En Bichos de Campo, con autorización de los autores, venimos publicando partes del capítulo resumen del libro de reciente publicación llamado “El Agro y el Ambiente”, coordinado por Roberto Casas y Ernesto Viglizzo y editado nada menos que por la Academia Nacional de Agronomía y Veterinaria.
Dicho capítulo contiene recomendaciones para los “decisores” en materia de política pública, nada despreciables frente a los dilemas productivos y ambientales con que se enfrenta la Argentina.
En este caso, este tramo del capítulo se refiere a los bosques:
Más allá del valor ético, ecológico, ambiental, paisajístico y climático de los bosques, es necesario también valorizarlos en función de un aspecto utilitario; el agro-negocio argentino. El desarrollo de leyes y regulaciones es un paso preliminar para el manejo de los bosques nativos, y también para prevenir la implantación de barreras comerciales, o para impulsar la apertura hacia nuevos mercados a través de una gestión racional de las áreas boscosas.
En Argentina existe un profuso y complejo andamiaje de leyes, regulaciones, resoluciones, planes nacionales, programas y actividades respecto al uso y aprovechamiento de los bosques nativos, que es descripto en detalle por Gabriel Vázquez Amábile, Alejandro Radrizzani, Pablo Peri y Eugenia Magnasco en el Capítulo 8 de esta obra. La legislación respecto a la gestión del bosque nativo descansa en tres leyes: La Ley de Ordenamiento Territorial del Bosque Nativo (Ley 26.331 del 2007), la llamada Ley del Fuego (Ley 26.815 de 1996 pero promulgada en 2013), y su posterior modificación por la Ley 27.604 del 2020. Como parte del andamiaje, existen dos instrumentos de aplicación: El Programa Nacional de Protección del Bosque Nativo, y el Fondo Nacional para el Enriquecimiento y Conservación del Bosque Nativo.

▶ _Tarea a realizar_:
Responda a partir del texto sobre los bosques nativos:
(a) ¿Quiénes coordinaron el libro "El Agro y el Ambiente"?
(b) ¿Qué número y año corresponden a la Ley de Ordenamiento Territorial del Bosque Nativo?
(c) ¿En qué capítulo de la obra se describe en detalle el andamiaje normativo sobre los bosques nativos?

▶ _Ítems proporcionados_:
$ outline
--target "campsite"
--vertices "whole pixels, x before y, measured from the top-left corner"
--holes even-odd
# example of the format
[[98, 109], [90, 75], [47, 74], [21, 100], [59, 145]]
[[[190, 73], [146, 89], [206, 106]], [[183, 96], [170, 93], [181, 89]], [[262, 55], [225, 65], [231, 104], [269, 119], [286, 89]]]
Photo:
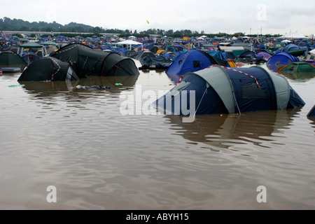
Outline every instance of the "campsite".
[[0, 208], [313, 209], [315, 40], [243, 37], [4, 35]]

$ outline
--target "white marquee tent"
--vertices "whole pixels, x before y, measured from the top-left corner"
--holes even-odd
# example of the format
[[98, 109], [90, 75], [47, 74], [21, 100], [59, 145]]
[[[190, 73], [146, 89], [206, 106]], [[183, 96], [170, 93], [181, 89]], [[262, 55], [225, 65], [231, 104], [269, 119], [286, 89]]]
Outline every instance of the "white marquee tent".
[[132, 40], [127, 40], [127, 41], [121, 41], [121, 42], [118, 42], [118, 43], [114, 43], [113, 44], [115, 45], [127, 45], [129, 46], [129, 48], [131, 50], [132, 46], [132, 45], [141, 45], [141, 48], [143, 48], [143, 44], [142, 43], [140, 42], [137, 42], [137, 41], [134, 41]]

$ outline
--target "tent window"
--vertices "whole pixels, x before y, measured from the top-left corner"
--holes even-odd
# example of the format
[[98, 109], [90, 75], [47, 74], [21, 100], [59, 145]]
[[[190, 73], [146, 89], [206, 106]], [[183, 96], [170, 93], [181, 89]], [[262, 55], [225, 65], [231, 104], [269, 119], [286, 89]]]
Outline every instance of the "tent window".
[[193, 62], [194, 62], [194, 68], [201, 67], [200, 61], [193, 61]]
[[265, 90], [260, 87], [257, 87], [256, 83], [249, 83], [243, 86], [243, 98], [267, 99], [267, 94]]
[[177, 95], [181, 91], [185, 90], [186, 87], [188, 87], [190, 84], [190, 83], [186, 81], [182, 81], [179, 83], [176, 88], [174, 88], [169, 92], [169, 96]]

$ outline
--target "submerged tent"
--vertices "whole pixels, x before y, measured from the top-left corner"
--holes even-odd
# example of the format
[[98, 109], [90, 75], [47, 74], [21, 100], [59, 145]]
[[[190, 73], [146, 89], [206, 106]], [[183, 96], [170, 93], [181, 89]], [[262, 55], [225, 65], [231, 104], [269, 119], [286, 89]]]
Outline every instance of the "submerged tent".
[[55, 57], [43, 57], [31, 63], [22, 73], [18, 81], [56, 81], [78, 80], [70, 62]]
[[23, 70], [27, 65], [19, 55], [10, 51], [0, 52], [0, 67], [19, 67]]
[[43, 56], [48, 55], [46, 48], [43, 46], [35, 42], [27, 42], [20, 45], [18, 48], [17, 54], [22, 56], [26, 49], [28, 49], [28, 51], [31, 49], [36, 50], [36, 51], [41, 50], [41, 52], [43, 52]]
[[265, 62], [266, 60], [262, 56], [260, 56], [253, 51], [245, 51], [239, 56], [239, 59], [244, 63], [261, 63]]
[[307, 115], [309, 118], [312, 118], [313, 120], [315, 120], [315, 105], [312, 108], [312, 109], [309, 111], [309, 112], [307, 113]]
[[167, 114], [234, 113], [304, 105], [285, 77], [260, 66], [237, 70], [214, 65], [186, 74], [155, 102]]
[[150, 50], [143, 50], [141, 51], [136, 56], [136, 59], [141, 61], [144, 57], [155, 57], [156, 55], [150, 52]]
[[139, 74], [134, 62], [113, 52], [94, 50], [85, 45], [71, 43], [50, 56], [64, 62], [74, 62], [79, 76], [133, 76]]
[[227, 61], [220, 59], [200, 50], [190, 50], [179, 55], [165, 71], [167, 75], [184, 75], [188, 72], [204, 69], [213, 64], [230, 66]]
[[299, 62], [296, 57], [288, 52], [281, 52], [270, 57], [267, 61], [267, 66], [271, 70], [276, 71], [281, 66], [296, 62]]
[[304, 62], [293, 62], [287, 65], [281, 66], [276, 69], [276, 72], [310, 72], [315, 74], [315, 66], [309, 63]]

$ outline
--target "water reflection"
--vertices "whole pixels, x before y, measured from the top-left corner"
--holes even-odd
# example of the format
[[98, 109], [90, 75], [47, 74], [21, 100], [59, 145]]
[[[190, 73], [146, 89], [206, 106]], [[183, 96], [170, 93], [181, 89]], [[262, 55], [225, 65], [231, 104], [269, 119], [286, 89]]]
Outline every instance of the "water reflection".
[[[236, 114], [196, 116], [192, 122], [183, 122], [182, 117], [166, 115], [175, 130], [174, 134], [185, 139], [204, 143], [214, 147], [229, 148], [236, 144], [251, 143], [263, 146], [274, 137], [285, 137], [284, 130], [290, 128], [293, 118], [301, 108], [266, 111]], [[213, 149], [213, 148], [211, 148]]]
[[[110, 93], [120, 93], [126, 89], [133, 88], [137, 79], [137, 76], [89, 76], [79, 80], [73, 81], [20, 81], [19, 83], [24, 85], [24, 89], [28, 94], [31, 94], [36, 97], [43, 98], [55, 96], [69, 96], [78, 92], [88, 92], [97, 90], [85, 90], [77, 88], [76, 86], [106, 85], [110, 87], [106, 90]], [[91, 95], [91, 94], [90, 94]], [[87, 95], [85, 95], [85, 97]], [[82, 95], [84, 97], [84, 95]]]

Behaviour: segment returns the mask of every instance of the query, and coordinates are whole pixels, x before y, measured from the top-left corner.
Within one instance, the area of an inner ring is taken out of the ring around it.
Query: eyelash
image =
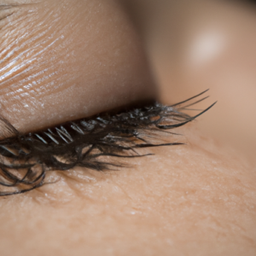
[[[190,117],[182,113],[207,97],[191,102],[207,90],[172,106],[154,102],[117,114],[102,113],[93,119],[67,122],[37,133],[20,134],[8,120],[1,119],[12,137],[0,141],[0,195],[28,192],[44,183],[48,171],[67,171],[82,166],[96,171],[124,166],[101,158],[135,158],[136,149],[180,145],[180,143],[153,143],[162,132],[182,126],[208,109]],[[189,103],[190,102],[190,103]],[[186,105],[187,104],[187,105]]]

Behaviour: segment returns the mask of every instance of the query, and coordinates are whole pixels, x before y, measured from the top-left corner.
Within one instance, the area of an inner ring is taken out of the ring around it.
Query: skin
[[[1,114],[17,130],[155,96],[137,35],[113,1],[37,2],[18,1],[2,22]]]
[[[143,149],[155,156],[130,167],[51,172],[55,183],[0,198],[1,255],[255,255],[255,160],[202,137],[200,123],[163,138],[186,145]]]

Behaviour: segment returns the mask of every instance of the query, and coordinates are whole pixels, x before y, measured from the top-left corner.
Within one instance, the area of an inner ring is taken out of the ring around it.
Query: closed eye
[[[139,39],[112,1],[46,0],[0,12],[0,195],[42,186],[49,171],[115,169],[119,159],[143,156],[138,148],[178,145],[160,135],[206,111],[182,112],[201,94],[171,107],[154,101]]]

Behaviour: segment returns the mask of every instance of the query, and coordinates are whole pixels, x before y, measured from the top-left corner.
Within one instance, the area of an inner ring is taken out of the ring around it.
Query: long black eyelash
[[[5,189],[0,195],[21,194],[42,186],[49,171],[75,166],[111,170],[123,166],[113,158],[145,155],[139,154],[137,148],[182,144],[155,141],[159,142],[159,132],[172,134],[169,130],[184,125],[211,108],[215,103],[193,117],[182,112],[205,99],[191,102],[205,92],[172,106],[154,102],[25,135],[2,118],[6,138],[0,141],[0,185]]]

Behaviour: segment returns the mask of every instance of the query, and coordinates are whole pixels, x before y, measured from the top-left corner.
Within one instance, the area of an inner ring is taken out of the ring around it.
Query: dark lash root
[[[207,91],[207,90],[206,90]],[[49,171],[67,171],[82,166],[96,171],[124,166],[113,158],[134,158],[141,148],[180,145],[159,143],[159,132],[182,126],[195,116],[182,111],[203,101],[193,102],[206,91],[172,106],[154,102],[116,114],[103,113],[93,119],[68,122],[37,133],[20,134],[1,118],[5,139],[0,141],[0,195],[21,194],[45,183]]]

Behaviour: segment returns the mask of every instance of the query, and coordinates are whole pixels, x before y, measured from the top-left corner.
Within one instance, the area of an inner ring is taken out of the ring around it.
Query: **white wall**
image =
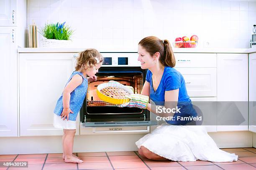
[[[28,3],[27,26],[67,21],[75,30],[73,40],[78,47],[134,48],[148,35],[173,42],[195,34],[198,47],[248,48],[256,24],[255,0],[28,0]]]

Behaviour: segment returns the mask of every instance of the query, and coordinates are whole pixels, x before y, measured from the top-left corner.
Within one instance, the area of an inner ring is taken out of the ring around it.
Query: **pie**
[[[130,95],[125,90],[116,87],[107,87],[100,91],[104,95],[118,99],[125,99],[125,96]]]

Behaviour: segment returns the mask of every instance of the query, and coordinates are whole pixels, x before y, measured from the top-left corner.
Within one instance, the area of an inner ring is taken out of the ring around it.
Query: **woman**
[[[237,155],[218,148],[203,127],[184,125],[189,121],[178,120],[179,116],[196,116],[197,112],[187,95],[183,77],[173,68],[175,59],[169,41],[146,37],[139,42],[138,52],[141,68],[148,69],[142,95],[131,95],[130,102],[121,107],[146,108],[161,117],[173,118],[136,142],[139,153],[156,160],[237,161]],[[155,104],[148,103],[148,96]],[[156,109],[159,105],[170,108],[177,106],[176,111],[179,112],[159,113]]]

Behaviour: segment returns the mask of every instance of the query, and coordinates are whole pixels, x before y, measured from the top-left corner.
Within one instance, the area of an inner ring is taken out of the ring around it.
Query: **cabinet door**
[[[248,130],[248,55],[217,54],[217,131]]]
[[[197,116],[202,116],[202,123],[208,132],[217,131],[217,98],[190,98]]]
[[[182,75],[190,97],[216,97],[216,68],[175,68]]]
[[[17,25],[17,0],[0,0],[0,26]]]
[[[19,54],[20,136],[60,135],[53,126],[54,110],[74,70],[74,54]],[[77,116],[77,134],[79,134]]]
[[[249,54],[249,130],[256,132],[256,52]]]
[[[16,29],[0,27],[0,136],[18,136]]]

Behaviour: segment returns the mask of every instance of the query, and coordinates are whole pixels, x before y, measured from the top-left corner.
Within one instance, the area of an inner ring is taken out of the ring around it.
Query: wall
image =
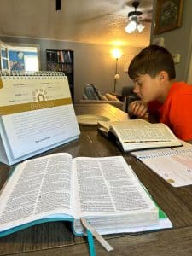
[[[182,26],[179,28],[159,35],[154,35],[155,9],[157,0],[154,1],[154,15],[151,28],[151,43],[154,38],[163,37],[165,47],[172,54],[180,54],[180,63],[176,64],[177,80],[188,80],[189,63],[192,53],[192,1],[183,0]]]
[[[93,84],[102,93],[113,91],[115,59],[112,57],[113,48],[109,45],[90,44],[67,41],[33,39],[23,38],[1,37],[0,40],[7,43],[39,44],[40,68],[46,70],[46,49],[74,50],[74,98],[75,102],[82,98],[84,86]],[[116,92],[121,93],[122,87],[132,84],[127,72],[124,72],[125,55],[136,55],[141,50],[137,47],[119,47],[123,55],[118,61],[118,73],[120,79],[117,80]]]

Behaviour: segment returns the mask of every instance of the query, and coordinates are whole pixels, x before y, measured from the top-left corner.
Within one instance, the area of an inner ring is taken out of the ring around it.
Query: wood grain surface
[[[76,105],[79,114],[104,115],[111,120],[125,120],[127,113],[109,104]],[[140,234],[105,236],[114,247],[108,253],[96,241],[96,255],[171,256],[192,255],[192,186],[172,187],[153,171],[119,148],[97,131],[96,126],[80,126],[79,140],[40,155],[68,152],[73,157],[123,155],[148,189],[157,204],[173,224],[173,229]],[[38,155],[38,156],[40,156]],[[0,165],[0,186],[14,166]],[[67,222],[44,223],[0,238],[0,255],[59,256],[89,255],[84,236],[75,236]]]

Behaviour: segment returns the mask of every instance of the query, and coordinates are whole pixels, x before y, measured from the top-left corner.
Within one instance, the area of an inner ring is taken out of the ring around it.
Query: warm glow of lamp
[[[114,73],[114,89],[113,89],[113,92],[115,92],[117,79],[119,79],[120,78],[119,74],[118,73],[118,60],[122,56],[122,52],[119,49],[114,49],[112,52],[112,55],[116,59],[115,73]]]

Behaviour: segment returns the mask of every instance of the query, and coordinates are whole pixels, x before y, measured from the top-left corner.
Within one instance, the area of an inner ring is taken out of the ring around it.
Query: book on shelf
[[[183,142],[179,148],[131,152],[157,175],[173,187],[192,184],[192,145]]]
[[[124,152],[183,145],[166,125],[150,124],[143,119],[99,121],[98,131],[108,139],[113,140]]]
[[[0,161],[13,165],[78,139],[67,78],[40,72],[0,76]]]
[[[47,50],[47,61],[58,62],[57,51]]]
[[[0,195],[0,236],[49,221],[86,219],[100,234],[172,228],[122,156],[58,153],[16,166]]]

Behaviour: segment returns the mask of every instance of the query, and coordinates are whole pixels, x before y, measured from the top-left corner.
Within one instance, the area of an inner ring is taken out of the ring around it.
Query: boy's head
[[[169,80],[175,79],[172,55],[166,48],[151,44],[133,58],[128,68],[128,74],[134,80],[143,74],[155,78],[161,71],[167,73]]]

▶ _Resultado de la tarea_:
(a) Roberto Casas y Ernesto Viglizzo.
(b) Ley 26.331 del 2007.
(c) En el Capítulo 8.